## Given task
State how many lines of the entries contain the string "window". Case counts. Give only the number.

[Point-based annotation data]
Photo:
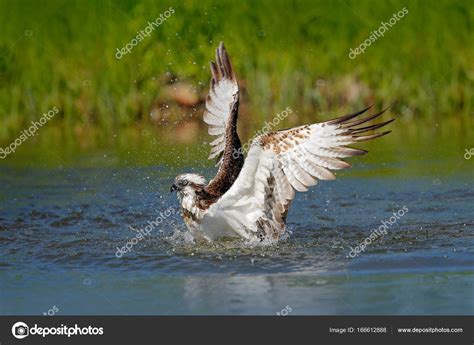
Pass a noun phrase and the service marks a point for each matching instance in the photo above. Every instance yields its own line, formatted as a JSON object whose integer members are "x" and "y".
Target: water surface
{"x": 60, "y": 229}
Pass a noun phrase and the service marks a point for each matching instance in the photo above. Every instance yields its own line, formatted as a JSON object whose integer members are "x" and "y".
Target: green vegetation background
{"x": 287, "y": 54}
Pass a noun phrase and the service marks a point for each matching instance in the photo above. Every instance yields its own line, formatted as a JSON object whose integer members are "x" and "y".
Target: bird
{"x": 249, "y": 198}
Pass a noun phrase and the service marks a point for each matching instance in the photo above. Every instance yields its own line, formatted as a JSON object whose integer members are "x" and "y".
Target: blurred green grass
{"x": 287, "y": 53}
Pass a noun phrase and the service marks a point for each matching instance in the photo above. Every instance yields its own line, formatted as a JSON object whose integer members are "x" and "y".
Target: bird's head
{"x": 188, "y": 184}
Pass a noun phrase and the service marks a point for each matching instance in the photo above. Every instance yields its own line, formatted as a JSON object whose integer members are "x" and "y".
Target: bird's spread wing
{"x": 281, "y": 162}
{"x": 222, "y": 103}
{"x": 222, "y": 106}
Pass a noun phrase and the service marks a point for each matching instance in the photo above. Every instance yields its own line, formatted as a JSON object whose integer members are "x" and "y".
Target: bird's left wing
{"x": 222, "y": 103}
{"x": 222, "y": 106}
{"x": 278, "y": 163}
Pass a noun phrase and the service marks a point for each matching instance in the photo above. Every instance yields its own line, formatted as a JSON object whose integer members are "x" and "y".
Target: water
{"x": 60, "y": 229}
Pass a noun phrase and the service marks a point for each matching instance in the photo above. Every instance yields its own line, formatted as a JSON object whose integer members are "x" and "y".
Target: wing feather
{"x": 281, "y": 162}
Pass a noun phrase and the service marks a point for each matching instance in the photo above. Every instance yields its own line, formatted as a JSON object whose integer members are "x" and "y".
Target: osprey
{"x": 250, "y": 198}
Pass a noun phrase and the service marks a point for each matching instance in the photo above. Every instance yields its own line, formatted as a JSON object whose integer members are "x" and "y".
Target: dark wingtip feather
{"x": 345, "y": 118}
{"x": 371, "y": 127}
{"x": 371, "y": 136}
{"x": 364, "y": 120}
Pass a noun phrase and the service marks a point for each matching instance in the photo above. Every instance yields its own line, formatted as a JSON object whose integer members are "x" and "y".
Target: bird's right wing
{"x": 222, "y": 103}
{"x": 278, "y": 163}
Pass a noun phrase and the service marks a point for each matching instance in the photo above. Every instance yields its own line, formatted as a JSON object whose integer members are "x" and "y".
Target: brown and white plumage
{"x": 255, "y": 203}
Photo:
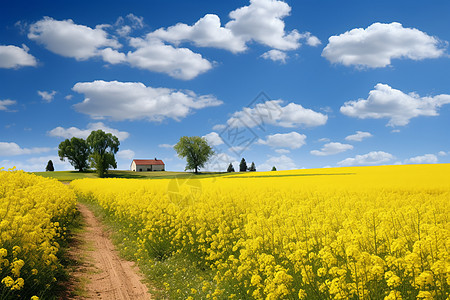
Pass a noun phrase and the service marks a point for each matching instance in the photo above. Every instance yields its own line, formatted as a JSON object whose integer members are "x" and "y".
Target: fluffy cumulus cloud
{"x": 282, "y": 162}
{"x": 12, "y": 149}
{"x": 5, "y": 103}
{"x": 261, "y": 22}
{"x": 293, "y": 140}
{"x": 275, "y": 55}
{"x": 398, "y": 107}
{"x": 371, "y": 158}
{"x": 82, "y": 42}
{"x": 71, "y": 40}
{"x": 135, "y": 101}
{"x": 379, "y": 43}
{"x": 154, "y": 55}
{"x": 37, "y": 164}
{"x": 213, "y": 139}
{"x": 274, "y": 113}
{"x": 71, "y": 132}
{"x": 12, "y": 57}
{"x": 47, "y": 96}
{"x": 332, "y": 148}
{"x": 423, "y": 159}
{"x": 358, "y": 136}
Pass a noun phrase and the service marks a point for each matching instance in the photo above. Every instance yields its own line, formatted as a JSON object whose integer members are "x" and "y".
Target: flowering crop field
{"x": 342, "y": 233}
{"x": 33, "y": 213}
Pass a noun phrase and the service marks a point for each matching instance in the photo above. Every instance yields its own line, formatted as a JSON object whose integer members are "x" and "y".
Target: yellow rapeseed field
{"x": 33, "y": 212}
{"x": 340, "y": 233}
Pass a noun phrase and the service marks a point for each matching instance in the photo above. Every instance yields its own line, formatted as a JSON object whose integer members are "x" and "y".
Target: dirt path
{"x": 103, "y": 275}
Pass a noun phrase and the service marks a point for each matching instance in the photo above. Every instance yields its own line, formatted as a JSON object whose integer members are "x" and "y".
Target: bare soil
{"x": 101, "y": 273}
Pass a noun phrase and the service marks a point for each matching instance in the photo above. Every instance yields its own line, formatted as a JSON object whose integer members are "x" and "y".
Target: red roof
{"x": 148, "y": 162}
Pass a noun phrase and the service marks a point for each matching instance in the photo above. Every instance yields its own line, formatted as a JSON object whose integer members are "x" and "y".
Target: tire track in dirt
{"x": 105, "y": 274}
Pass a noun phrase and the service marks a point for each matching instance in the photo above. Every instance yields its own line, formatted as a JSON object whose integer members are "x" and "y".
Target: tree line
{"x": 96, "y": 152}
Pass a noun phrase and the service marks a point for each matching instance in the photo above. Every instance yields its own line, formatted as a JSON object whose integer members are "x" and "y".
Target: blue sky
{"x": 293, "y": 84}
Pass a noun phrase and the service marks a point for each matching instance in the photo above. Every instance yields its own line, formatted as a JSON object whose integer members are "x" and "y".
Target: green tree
{"x": 103, "y": 148}
{"x": 50, "y": 167}
{"x": 243, "y": 166}
{"x": 196, "y": 151}
{"x": 76, "y": 151}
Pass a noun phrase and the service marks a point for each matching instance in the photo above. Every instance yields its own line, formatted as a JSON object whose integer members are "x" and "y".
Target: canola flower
{"x": 345, "y": 233}
{"x": 33, "y": 213}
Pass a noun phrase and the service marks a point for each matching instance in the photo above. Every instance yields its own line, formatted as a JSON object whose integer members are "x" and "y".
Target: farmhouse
{"x": 144, "y": 165}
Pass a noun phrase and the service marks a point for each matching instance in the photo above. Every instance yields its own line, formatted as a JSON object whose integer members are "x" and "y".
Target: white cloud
{"x": 293, "y": 140}
{"x": 153, "y": 55}
{"x": 206, "y": 32}
{"x": 271, "y": 112}
{"x": 12, "y": 149}
{"x": 71, "y": 40}
{"x": 126, "y": 154}
{"x": 5, "y": 103}
{"x": 166, "y": 146}
{"x": 282, "y": 151}
{"x": 112, "y": 56}
{"x": 282, "y": 162}
{"x": 376, "y": 45}
{"x": 332, "y": 148}
{"x": 135, "y": 101}
{"x": 311, "y": 40}
{"x": 47, "y": 96}
{"x": 371, "y": 158}
{"x": 423, "y": 159}
{"x": 219, "y": 127}
{"x": 14, "y": 57}
{"x": 358, "y": 136}
{"x": 71, "y": 132}
{"x": 275, "y": 55}
{"x": 443, "y": 153}
{"x": 213, "y": 139}
{"x": 398, "y": 107}
{"x": 261, "y": 22}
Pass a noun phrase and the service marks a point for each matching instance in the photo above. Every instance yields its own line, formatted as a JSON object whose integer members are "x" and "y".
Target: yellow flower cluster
{"x": 33, "y": 211}
{"x": 344, "y": 233}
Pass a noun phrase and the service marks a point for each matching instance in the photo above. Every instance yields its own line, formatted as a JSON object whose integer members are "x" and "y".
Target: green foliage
{"x": 76, "y": 151}
{"x": 196, "y": 151}
{"x": 49, "y": 167}
{"x": 103, "y": 147}
{"x": 243, "y": 166}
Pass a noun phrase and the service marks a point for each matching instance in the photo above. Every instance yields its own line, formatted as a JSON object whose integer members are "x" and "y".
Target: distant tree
{"x": 196, "y": 150}
{"x": 103, "y": 148}
{"x": 243, "y": 166}
{"x": 76, "y": 151}
{"x": 49, "y": 167}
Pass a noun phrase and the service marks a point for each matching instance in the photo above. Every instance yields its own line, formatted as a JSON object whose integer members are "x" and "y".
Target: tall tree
{"x": 76, "y": 151}
{"x": 196, "y": 151}
{"x": 103, "y": 148}
{"x": 50, "y": 167}
{"x": 243, "y": 166}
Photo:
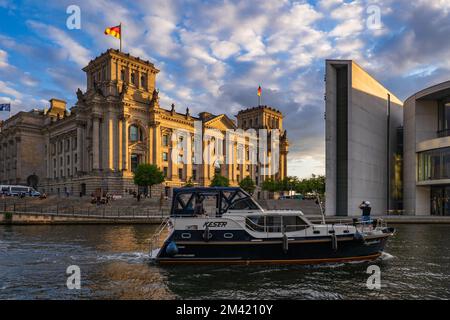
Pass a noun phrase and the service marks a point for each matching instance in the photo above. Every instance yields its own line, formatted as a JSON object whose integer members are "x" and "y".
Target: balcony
{"x": 443, "y": 133}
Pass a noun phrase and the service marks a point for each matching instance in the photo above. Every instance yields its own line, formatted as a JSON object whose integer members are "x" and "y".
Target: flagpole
{"x": 120, "y": 37}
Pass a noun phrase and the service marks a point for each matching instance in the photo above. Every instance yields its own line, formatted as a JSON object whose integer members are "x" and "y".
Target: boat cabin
{"x": 210, "y": 201}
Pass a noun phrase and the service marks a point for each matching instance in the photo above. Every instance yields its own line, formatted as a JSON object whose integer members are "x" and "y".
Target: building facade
{"x": 118, "y": 124}
{"x": 363, "y": 141}
{"x": 427, "y": 151}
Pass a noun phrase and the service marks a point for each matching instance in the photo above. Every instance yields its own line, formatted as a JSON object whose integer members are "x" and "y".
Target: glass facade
{"x": 434, "y": 164}
{"x": 440, "y": 200}
{"x": 444, "y": 118}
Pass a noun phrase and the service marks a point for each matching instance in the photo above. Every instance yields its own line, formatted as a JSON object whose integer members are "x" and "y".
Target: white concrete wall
{"x": 409, "y": 157}
{"x": 367, "y": 145}
{"x": 330, "y": 140}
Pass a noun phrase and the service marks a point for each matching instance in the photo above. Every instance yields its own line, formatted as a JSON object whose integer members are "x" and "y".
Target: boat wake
{"x": 131, "y": 257}
{"x": 386, "y": 256}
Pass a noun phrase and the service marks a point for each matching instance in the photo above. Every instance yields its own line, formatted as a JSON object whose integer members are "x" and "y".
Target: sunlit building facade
{"x": 117, "y": 124}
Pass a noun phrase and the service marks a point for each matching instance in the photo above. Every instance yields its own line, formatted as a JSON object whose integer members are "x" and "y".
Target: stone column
{"x": 115, "y": 143}
{"x": 173, "y": 165}
{"x": 125, "y": 143}
{"x": 79, "y": 163}
{"x": 95, "y": 142}
{"x": 119, "y": 145}
{"x": 157, "y": 144}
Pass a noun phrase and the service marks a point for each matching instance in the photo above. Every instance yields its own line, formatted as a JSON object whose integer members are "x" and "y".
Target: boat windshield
{"x": 276, "y": 223}
{"x": 212, "y": 202}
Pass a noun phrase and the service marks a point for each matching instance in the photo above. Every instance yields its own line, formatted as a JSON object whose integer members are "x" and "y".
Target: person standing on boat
{"x": 365, "y": 209}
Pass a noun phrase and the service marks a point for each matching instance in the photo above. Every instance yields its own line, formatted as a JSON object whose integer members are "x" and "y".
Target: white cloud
{"x": 70, "y": 49}
{"x": 7, "y": 89}
{"x": 3, "y": 59}
{"x": 224, "y": 49}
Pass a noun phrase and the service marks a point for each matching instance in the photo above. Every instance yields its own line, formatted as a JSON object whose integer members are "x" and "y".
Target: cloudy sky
{"x": 214, "y": 54}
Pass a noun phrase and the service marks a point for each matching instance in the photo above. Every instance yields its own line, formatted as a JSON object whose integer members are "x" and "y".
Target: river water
{"x": 114, "y": 264}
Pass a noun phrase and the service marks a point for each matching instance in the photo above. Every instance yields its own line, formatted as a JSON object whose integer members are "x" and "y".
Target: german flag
{"x": 114, "y": 31}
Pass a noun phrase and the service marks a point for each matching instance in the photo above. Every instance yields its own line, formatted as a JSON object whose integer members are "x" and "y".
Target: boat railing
{"x": 156, "y": 237}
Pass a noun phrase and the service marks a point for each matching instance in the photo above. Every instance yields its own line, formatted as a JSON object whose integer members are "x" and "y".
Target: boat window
{"x": 273, "y": 223}
{"x": 294, "y": 223}
{"x": 228, "y": 235}
{"x": 244, "y": 204}
{"x": 255, "y": 223}
{"x": 186, "y": 235}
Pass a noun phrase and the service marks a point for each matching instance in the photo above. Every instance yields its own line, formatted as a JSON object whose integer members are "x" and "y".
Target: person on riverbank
{"x": 365, "y": 211}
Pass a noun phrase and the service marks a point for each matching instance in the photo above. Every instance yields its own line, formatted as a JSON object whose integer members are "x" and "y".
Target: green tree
{"x": 271, "y": 185}
{"x": 220, "y": 181}
{"x": 248, "y": 184}
{"x": 313, "y": 184}
{"x": 148, "y": 175}
{"x": 189, "y": 183}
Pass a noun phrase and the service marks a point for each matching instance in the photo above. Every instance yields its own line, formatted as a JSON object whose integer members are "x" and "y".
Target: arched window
{"x": 135, "y": 159}
{"x": 134, "y": 133}
{"x": 144, "y": 82}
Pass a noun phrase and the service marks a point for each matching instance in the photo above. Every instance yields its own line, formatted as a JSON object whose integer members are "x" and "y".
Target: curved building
{"x": 426, "y": 176}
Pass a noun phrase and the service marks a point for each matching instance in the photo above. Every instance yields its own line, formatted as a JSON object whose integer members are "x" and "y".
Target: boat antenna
{"x": 319, "y": 203}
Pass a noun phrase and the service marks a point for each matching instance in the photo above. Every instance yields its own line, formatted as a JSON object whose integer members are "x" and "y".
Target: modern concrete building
{"x": 117, "y": 124}
{"x": 427, "y": 151}
{"x": 363, "y": 141}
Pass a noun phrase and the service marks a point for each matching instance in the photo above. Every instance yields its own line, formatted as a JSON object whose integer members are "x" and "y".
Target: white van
{"x": 16, "y": 190}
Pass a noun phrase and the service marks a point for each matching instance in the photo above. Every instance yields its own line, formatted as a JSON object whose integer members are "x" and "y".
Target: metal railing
{"x": 156, "y": 237}
{"x": 86, "y": 211}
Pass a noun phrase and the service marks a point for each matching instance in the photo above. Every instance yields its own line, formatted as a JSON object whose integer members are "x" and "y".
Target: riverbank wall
{"x": 9, "y": 218}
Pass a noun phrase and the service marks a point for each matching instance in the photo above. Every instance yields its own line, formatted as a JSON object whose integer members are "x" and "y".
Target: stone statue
{"x": 80, "y": 95}
{"x": 124, "y": 89}
{"x": 155, "y": 96}
{"x": 97, "y": 89}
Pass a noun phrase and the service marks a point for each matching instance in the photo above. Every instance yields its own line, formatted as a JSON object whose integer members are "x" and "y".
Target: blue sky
{"x": 214, "y": 54}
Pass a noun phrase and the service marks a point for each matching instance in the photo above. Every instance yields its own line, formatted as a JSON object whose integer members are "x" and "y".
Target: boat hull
{"x": 272, "y": 251}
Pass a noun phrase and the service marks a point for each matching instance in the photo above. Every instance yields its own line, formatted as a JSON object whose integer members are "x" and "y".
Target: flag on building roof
{"x": 114, "y": 31}
{"x": 5, "y": 106}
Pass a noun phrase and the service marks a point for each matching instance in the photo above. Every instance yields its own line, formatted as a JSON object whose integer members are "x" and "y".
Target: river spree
{"x": 114, "y": 264}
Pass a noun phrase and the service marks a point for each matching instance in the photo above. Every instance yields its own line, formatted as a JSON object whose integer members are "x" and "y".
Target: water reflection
{"x": 115, "y": 265}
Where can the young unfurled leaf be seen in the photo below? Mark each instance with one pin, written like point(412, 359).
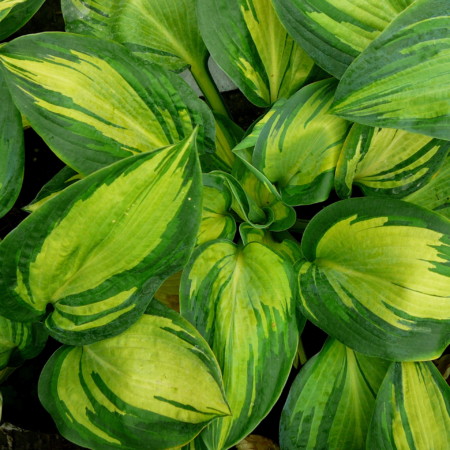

## Result
2